DATA PROVIDED:
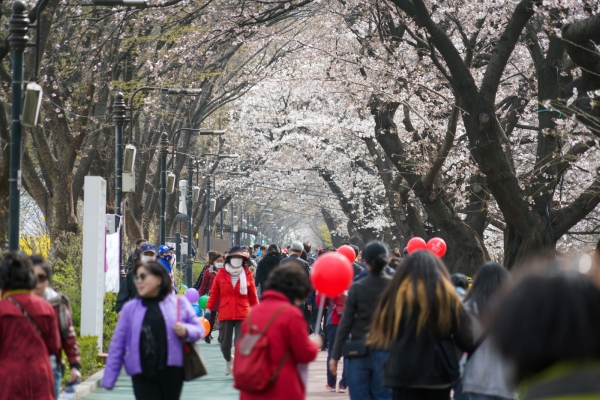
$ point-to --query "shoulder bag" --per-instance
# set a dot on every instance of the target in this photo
(355, 348)
(193, 365)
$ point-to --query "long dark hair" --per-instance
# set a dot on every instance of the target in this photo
(291, 279)
(489, 278)
(157, 269)
(421, 287)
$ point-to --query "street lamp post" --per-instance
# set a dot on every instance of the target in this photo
(164, 151)
(232, 231)
(18, 28)
(207, 230)
(189, 262)
(119, 120)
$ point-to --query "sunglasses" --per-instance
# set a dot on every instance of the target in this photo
(140, 277)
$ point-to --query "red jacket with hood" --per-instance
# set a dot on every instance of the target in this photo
(233, 305)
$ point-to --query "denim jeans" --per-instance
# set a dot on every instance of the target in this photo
(365, 377)
(57, 376)
(331, 379)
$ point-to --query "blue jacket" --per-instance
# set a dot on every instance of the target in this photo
(125, 345)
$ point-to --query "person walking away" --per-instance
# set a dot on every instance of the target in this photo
(547, 326)
(288, 345)
(267, 264)
(128, 291)
(166, 259)
(135, 256)
(335, 311)
(485, 373)
(420, 320)
(216, 263)
(234, 288)
(62, 309)
(365, 371)
(204, 269)
(295, 252)
(29, 334)
(148, 337)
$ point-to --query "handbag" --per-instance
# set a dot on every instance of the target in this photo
(446, 358)
(355, 348)
(193, 365)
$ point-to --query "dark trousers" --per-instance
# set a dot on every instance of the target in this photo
(166, 385)
(332, 379)
(228, 328)
(365, 377)
(420, 394)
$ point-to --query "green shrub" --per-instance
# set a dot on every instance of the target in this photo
(110, 320)
(88, 348)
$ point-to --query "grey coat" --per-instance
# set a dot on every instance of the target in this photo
(486, 372)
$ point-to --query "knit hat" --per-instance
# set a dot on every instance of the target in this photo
(297, 246)
(237, 251)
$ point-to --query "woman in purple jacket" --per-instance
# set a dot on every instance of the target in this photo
(149, 334)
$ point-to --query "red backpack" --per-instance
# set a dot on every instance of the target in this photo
(252, 369)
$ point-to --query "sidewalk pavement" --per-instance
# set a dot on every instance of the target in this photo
(217, 386)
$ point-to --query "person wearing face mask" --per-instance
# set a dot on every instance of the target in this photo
(167, 259)
(234, 288)
(128, 291)
(215, 264)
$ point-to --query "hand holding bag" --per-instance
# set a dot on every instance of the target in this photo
(355, 348)
(193, 365)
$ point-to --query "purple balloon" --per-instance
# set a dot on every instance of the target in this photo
(192, 295)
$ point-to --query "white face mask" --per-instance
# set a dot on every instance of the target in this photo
(236, 262)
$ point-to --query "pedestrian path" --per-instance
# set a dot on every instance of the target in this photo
(217, 386)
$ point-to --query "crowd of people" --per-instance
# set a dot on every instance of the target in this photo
(405, 329)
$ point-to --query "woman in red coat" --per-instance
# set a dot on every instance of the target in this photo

TASK DESCRIPTION: Give the number of lines in the listing above where the word "dark" appears, and nothing else.

ANSWER TO THIS TASK: 2